* [SET TASK]
Reproduce all of the records below in full, requests included, and rescale every point coordinate in the answers by a factor of 1.7, rounding each result to the nearest whole number with halves rounded up.

* [PROVIDED RECORDS]
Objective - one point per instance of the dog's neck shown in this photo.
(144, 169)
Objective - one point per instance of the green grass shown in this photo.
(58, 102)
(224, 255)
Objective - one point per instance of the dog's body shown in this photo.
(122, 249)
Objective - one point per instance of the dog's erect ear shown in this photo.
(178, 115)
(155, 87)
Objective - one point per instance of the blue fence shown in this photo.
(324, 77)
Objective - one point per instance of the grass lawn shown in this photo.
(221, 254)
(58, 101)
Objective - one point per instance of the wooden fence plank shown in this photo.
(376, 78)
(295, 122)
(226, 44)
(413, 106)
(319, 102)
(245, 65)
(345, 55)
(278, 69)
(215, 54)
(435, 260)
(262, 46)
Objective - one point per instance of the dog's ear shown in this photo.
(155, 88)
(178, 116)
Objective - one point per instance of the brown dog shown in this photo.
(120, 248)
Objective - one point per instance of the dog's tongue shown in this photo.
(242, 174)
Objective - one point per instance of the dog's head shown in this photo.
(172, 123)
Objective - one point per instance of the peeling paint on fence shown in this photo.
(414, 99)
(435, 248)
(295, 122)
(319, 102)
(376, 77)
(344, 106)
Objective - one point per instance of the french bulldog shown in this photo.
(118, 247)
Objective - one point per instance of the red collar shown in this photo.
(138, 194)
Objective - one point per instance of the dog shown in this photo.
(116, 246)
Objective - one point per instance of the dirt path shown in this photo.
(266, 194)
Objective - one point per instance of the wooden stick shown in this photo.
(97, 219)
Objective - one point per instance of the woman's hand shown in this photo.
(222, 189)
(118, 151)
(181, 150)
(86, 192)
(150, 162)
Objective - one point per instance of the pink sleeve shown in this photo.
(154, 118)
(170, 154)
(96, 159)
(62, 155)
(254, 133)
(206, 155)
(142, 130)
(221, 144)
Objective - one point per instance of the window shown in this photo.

* [IN RESPONSE]
Objective - one point per instance of the dog's neck shown in this photo.
(245, 287)
Objective - one point per instance of the green grass shown in this photo.
(99, 173)
(381, 434)
Objective - one point per instance of the dog's body shown in this photo.
(207, 423)
Objective - one point per instance of the dog's erect ear shown in this photo.
(303, 196)
(264, 148)
Objective - one point per instance of the blue fence shown in this photo.
(551, 131)
Objective - one point per instance of the grass lawn shown in this photo.
(376, 432)
(99, 172)
Objective - one point per instance of the wooden fence plank shown in this photo.
(639, 133)
(502, 207)
(384, 75)
(702, 180)
(542, 173)
(417, 111)
(587, 94)
(473, 117)
(366, 92)
(740, 442)
(445, 78)
Objective - one point per instance of the dog's ear shown in this photo.
(264, 150)
(303, 197)
Objective - one point per instance of the brown dog shown in this photo.
(204, 422)
Objective - one point per instance of the dog's tongue shown in this photo.
(411, 296)
Objective - one point per instance of the dog's head shown in this photo.
(292, 209)
Objective - one point per instance of the peeling paint on fence shown in this photo.
(704, 168)
(740, 422)
(502, 207)
(542, 173)
(639, 131)
(585, 180)
Objective - one point per instance of the french bulldog shown in this photo.
(201, 420)
Objective - one point per instance of the red collar shown in this photo.
(235, 330)
Objective - one point per instance of the dog shown in this photo.
(197, 418)
Objective - one point per instance of the dirt path shown in this photo.
(452, 330)
Objective - one point per instance of the wooden stick shown in this photo.
(165, 372)
Objective - one point per instance of the woman's hand shown in this photo.
(377, 321)
(201, 257)
(308, 255)
(146, 326)
(255, 275)
Objective - one point per instance of the pink sleeve shown in this photo.
(262, 201)
(289, 262)
(163, 270)
(105, 264)
(432, 226)
(350, 264)
(241, 221)
(376, 245)
Objective - one point per instance of the window shown in this photo.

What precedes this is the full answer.